Ma l’Europa sta svoltando a destra…
«Credo che un fiume, per quanto maestoso, incontri sempre
ostacoli nel suo scorrere verso il mare. La paura, però, fa temere questi
ostacoli, dà loro troppa importanza. Lo sappiamo. Eppure il corso del fiume non
si arresta. Per questo, dobbiamo essere aperti, consapevoli, pronti a
combattere contro ciò che è falso. Questo è il grande rischio: le fakenews, la
manipolazione dell’informazione e dell’opinione pubblica, l’estorsione del
consenso. Dobbiamo lavorare per tenere alta la consapevolezza della gente».

_DATI FORNITI_

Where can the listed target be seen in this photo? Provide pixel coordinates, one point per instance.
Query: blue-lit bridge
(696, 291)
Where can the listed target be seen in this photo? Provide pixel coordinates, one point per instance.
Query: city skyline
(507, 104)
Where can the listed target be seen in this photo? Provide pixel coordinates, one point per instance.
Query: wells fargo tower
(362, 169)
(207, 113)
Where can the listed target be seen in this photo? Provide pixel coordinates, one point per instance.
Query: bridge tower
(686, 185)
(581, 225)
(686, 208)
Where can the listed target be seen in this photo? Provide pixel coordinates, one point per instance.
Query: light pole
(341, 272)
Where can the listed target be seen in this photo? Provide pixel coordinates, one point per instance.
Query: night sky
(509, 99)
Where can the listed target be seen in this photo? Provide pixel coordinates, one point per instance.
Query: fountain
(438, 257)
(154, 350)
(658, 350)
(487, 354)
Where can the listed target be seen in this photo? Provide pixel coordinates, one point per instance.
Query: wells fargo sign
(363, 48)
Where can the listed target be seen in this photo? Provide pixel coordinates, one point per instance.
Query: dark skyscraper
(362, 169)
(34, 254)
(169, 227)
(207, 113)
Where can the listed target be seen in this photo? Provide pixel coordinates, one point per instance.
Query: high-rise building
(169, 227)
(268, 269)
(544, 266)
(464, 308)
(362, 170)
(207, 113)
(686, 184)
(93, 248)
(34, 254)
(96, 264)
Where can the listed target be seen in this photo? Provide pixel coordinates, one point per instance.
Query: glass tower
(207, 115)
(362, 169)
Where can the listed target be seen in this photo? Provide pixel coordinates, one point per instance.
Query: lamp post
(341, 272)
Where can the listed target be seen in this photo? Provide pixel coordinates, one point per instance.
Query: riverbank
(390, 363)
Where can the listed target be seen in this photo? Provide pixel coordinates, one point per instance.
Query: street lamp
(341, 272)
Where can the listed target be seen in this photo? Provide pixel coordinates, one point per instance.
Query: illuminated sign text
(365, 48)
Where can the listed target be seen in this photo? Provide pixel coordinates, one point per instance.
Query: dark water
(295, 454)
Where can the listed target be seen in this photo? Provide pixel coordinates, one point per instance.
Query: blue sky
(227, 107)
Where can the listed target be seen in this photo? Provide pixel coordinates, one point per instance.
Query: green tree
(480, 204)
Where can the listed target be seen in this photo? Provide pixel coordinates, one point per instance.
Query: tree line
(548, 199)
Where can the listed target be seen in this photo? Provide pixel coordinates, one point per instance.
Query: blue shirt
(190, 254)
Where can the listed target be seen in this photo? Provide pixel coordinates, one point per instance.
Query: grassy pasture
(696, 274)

_CONSEGNA A_
Rispondi a queste domande sul brano:
(i) Che cosa incontra sempre un fiume mentre scorre verso il mare?
(ii) Che cosa fa temere questi ostacoli?
(iii) Quale viene indicato come il grande rischio?
_CONSEGNA B_
Restituisci ogni riga che contiene la parola "wells".

_SOLUZIONE COMPLETA A_
(i) Ostacoli.
(ii) La paura.
(iii) Le fakenews, la manipolazione dell’informazione e dell’opinione pubblica, l’estorsione del consenso.

_SOLUZIONE COMPLETA B_
Query: wells fargo tower
Query: wells fargo sign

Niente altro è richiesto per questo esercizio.